Please set down, exactly as written, the line containing "the man's arm" and every line after it through the end of the records.

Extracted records

——————

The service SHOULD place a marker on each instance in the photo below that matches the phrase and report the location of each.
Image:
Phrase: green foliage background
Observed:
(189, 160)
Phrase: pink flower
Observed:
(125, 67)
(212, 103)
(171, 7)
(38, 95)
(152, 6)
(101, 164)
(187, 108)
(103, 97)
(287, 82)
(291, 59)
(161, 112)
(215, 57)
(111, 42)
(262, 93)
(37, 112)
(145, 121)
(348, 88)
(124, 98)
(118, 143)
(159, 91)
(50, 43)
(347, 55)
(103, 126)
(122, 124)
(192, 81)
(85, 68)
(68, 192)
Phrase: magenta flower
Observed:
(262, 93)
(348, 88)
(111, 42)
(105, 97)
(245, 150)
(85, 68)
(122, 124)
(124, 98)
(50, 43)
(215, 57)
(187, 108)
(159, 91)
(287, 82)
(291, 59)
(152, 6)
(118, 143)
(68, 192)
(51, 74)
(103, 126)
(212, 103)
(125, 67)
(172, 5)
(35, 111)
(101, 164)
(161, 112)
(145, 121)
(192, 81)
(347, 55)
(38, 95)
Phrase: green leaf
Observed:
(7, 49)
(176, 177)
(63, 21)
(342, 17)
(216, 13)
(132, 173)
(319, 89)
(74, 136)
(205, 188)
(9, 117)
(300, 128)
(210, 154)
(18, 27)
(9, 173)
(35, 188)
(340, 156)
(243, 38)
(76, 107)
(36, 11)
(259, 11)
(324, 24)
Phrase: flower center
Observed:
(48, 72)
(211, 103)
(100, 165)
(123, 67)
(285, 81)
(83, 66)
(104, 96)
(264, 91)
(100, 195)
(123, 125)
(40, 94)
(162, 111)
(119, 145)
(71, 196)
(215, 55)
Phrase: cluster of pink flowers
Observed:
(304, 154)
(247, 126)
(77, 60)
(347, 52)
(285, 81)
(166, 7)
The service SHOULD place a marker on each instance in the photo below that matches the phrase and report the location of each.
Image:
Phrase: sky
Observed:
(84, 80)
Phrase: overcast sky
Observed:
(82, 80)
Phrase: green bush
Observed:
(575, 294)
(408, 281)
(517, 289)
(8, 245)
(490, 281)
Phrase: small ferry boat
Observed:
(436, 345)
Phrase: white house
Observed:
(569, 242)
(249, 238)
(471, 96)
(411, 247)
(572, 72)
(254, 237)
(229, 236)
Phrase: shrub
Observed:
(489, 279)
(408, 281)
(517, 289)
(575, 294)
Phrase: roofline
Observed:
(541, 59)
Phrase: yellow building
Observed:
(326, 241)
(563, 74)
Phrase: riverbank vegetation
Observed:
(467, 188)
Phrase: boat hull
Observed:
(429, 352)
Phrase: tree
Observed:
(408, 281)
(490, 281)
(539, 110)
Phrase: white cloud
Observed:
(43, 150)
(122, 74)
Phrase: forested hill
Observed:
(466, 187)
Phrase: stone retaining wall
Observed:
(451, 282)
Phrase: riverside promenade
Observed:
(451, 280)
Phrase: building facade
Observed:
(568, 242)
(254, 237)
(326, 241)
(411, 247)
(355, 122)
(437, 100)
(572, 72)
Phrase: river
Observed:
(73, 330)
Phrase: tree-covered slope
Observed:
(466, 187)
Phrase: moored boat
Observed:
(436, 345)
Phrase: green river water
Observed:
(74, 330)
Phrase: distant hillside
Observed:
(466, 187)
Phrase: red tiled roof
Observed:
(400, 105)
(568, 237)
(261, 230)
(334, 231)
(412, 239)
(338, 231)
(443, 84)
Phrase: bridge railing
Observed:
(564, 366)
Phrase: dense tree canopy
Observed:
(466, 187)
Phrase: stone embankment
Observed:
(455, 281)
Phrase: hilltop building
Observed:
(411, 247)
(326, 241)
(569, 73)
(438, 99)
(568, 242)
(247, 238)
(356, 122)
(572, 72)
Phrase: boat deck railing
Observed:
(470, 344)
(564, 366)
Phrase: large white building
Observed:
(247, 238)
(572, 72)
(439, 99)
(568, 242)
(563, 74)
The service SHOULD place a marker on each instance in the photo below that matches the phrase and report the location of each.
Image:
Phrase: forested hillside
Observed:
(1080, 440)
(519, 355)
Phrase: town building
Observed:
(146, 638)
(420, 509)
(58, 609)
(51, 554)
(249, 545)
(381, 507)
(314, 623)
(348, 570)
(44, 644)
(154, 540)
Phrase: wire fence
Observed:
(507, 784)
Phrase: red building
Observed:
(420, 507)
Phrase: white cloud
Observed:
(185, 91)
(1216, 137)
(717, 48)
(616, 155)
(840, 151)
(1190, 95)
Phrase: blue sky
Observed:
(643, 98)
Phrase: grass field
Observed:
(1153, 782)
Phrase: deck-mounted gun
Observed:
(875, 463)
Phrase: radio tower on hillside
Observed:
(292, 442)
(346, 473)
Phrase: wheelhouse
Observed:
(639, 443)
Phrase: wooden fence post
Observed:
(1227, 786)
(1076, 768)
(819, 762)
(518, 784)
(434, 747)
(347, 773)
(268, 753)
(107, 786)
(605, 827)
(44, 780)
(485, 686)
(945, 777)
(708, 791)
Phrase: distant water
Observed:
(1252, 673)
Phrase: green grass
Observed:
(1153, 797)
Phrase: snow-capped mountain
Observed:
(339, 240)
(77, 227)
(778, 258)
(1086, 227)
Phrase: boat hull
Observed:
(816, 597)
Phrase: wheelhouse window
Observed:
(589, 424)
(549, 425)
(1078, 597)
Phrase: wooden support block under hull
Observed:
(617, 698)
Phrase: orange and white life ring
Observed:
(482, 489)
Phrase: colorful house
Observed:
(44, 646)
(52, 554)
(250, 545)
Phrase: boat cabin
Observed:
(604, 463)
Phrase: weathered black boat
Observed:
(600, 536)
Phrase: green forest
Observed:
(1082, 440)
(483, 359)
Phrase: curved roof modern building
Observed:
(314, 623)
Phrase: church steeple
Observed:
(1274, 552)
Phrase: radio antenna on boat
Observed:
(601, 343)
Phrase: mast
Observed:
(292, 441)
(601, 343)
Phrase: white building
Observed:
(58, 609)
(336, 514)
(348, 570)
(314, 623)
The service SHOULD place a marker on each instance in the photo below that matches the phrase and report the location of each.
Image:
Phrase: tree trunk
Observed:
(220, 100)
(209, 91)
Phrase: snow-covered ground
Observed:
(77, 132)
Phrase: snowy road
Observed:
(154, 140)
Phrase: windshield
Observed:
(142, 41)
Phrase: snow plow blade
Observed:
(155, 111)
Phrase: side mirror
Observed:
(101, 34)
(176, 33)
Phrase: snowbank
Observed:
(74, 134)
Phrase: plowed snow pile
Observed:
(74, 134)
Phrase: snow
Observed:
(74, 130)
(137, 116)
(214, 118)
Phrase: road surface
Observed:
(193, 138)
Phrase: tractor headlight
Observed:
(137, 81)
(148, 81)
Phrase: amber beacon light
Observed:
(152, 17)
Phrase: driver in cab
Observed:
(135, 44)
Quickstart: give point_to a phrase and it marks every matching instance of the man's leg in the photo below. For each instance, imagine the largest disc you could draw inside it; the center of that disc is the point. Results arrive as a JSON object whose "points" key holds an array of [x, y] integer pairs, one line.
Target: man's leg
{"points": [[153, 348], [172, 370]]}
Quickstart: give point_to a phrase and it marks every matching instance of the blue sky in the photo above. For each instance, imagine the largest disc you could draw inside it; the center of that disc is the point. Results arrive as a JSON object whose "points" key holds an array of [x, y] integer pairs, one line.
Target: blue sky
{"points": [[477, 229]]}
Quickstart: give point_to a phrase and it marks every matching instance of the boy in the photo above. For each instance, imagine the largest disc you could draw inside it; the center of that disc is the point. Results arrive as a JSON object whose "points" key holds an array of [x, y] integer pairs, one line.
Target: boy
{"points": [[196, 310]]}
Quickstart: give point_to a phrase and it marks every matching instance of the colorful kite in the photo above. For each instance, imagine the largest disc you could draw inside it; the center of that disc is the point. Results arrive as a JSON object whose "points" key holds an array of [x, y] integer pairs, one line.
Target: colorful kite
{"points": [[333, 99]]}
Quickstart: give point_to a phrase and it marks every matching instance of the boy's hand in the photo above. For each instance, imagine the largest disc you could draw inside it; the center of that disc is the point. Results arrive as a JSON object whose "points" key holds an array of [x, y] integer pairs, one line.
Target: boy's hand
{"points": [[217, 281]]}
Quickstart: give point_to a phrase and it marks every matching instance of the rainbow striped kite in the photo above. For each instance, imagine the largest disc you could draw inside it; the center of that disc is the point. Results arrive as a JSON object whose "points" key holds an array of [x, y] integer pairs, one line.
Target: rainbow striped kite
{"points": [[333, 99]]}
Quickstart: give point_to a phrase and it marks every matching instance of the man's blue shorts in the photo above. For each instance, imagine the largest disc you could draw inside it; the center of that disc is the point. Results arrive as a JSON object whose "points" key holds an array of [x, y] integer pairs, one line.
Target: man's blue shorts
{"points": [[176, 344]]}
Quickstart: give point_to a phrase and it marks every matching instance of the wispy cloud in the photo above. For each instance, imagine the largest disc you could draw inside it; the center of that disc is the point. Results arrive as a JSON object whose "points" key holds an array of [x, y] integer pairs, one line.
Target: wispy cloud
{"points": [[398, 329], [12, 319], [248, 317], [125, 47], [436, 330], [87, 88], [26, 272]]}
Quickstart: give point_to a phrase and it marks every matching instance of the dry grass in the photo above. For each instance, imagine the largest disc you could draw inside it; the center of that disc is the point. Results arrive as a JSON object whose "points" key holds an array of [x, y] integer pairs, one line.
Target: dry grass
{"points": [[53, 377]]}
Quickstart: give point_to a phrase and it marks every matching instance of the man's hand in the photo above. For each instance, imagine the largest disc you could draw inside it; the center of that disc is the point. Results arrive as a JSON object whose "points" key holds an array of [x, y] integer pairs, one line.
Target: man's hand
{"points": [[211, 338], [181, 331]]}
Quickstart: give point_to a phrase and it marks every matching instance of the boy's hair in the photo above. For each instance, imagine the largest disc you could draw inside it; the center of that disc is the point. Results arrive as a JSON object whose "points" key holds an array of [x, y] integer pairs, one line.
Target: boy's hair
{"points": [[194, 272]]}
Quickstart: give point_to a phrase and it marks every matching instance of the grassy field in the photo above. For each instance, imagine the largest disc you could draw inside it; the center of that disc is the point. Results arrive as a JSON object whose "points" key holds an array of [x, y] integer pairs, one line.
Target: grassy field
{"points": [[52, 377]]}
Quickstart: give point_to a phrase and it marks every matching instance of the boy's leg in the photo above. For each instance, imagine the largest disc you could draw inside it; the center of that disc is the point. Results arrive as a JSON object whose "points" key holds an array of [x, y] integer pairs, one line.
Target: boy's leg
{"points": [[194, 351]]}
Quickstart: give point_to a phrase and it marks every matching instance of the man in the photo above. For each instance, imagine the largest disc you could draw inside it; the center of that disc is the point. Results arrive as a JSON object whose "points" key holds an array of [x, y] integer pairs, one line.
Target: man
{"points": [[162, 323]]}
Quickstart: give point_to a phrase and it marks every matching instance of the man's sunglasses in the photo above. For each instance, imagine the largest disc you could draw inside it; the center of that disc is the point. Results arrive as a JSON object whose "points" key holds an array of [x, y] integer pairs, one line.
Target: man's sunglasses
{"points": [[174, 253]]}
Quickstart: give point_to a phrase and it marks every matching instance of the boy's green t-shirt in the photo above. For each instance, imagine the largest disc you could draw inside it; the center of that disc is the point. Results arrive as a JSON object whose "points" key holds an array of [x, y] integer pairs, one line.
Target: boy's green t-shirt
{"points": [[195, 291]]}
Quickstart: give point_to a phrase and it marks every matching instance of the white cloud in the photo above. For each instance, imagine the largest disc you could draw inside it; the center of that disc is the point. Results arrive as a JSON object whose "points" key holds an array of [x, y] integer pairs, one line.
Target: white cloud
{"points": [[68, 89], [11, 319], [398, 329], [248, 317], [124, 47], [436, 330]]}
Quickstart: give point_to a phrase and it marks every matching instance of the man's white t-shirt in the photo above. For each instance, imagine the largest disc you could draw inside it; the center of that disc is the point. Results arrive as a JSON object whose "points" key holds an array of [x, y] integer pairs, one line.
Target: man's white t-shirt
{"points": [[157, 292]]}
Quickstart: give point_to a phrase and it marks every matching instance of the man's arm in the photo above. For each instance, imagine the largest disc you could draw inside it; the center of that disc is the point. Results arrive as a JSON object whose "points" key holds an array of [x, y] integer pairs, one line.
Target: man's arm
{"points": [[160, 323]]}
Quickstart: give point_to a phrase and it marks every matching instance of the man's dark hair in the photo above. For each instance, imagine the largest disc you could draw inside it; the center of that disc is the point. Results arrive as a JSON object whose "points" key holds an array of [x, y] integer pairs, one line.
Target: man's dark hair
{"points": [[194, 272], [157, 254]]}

——————

# Written reply
Quickstart: give point_to a phrase and it marks every matching instance of the man's arm in the photo above. For each instance, imagine the largest disc you could draw inside it; the center of that disc is the point. Results arrive as a JSON object whose "points" key holds an array of [x, y] integer pairs, one line.
Target: man's arm
{"points": [[160, 323]]}
Quickstart: give point_to a phrase and it marks every matching instance of the man's dark hair in the photo above. For each instance, imagine the largest disc you could draw inside it; the center of that disc is the point. Results arrive as a JSON object whose "points" key holds an array of [x, y] integer pairs, one line.
Target: man's dark hair
{"points": [[194, 272], [157, 254]]}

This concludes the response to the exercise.